┌──
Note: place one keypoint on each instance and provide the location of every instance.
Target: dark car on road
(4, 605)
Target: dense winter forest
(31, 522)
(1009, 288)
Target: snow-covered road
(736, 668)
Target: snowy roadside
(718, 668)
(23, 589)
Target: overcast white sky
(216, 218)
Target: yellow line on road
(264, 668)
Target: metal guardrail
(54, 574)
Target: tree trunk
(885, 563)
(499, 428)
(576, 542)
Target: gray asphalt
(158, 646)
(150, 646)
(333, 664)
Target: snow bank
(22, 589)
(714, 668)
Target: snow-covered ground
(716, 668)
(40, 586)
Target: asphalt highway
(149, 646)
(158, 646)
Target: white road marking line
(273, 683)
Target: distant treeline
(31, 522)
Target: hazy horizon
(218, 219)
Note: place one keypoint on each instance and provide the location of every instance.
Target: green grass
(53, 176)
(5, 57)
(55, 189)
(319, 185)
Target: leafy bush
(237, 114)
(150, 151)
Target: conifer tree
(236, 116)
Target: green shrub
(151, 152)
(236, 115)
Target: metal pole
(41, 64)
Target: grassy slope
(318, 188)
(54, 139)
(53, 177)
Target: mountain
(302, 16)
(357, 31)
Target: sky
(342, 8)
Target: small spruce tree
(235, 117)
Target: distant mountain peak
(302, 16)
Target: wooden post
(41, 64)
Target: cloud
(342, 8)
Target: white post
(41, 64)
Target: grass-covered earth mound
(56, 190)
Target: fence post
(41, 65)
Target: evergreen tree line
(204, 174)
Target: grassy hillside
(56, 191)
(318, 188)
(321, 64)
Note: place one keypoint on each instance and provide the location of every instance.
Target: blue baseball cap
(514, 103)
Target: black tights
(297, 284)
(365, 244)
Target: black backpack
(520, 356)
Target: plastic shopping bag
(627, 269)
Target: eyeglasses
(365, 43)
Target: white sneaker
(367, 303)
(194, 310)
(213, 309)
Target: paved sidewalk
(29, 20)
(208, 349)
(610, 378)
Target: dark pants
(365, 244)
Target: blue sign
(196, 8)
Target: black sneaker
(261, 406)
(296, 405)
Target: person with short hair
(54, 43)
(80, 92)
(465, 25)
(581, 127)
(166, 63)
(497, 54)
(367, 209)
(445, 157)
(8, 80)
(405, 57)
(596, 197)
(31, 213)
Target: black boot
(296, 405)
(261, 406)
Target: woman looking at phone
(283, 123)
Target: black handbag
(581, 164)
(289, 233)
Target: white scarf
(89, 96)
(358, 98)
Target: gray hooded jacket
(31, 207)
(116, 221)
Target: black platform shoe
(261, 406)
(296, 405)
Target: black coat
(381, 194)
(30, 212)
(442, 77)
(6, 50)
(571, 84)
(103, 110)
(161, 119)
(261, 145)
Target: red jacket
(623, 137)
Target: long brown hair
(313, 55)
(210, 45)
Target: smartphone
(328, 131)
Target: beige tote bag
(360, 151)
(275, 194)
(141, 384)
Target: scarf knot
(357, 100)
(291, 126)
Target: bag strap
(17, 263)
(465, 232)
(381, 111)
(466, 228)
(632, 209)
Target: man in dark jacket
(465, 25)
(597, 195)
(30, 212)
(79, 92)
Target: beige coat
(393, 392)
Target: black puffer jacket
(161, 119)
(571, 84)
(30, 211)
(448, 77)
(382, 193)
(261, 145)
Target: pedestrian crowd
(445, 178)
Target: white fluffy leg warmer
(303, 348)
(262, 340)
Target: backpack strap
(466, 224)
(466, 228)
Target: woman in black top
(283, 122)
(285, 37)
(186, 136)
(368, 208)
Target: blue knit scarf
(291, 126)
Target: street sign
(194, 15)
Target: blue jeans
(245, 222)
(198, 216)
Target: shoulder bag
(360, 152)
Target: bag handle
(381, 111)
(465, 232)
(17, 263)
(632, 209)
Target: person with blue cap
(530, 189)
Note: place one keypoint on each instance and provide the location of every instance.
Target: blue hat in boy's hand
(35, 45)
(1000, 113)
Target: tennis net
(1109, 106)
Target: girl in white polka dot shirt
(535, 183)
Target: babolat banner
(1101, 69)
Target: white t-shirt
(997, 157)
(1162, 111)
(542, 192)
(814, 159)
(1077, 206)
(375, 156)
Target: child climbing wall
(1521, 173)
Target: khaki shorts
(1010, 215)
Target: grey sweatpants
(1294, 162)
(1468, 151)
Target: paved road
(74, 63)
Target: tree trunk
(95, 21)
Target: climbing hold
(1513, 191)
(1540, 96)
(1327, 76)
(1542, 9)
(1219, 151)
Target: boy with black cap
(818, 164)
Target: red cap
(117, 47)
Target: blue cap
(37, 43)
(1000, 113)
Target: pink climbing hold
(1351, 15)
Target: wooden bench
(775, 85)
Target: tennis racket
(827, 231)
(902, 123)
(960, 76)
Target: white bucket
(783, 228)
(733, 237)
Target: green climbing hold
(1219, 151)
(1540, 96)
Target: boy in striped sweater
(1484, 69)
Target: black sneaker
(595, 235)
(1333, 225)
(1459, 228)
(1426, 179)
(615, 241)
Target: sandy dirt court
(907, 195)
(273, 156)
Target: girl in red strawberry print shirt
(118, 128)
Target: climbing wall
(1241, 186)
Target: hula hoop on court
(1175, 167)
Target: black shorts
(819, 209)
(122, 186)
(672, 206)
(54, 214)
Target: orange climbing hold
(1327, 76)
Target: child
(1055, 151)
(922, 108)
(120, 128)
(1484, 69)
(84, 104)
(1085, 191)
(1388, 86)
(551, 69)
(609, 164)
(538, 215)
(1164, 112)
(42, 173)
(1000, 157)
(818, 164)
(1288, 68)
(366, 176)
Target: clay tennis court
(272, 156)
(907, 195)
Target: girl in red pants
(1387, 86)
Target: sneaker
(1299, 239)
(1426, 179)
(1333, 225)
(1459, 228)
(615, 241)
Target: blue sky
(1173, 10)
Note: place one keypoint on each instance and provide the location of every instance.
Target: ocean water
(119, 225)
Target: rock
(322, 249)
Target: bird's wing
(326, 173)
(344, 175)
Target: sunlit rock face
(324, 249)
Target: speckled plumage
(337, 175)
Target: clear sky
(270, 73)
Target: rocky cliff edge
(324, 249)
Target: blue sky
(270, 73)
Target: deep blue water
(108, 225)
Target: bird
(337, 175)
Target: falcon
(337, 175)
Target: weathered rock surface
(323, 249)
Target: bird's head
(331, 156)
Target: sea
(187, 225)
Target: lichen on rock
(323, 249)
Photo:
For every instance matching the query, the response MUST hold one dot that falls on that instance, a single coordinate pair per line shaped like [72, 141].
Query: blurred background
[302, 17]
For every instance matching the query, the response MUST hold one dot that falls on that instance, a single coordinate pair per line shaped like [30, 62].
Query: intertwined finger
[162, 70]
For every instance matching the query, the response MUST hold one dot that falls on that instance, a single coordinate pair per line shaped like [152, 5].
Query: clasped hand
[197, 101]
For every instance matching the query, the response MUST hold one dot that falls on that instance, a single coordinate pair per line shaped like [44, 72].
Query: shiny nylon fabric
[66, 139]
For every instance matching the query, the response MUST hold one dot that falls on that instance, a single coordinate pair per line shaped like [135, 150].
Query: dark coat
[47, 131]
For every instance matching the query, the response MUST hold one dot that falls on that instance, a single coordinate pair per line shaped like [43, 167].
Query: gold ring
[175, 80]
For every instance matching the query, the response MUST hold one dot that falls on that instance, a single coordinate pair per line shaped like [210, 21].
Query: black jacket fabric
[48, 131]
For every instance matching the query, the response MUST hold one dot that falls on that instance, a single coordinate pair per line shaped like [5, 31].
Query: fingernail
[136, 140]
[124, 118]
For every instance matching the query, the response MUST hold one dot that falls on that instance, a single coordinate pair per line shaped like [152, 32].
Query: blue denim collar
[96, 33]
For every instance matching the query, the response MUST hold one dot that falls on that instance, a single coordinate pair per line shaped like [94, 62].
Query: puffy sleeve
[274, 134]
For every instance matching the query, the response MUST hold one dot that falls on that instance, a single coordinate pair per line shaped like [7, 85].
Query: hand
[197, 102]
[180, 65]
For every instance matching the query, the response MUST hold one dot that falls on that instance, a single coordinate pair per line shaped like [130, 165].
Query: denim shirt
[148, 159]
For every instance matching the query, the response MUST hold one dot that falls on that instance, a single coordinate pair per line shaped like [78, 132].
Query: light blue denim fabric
└──
### Problem description
Reproduce the entries starting at the line containing "like [44, 72]." and ending at the last entry, changing every "dot" to "point" and leaving everything else the same.

### Worked answer
For every instance matching the query, the response MUST hold one point that falls on that instance, a single coordinate pair per line shaped like [44, 72].
Query: shiny nylon fabric
[66, 139]
For every instance matching the query, the response MUST hold one point that falls on that instance, a single coordinate pair per line shaped like [135, 150].
Query: dark coat
[47, 131]
For every instance matching the query, the response MUST hold one point that falls on that instance, a single coordinate pair per line shaped like [43, 167].
Query: gold ring
[175, 80]
For every instance matching the query, the response MUST hold one point that falls on that instance, a single coordinate pair per line shaped like [210, 21].
Query: black jacket fabric
[48, 131]
For every instance matching the query, the response MUST hold one point that falls on that instance, a single coordinate pair per line shaped like [5, 31].
Query: fingernail
[136, 140]
[124, 118]
For every instance matching the query, the response MUST hold one point that falls on that instance, a single coordinate pair per line shaped like [152, 32].
Query: blue denim collar
[96, 33]
For every instance matching the query, the response MUST hold one point that falls on that instance, a single coordinate pair per line shaped like [94, 62].
Query: puffy sleeve
[274, 134]
For every instance matching the query, the response MUST hold one point that falls on that instance, a single coordinate pair per line shaped like [7, 85].
Query: hand
[197, 102]
[180, 65]
For every instance matching the query, the response MUST hold one point that falls on that instance, a single coordinate pair per line shaped like [130, 165].
Query: denim shirt
[148, 159]
For every instance matching the query, the response MUST hold one point that falls on that instance, a single coordinate pair per line shaped like [78, 132].
Query: light blue denim fabric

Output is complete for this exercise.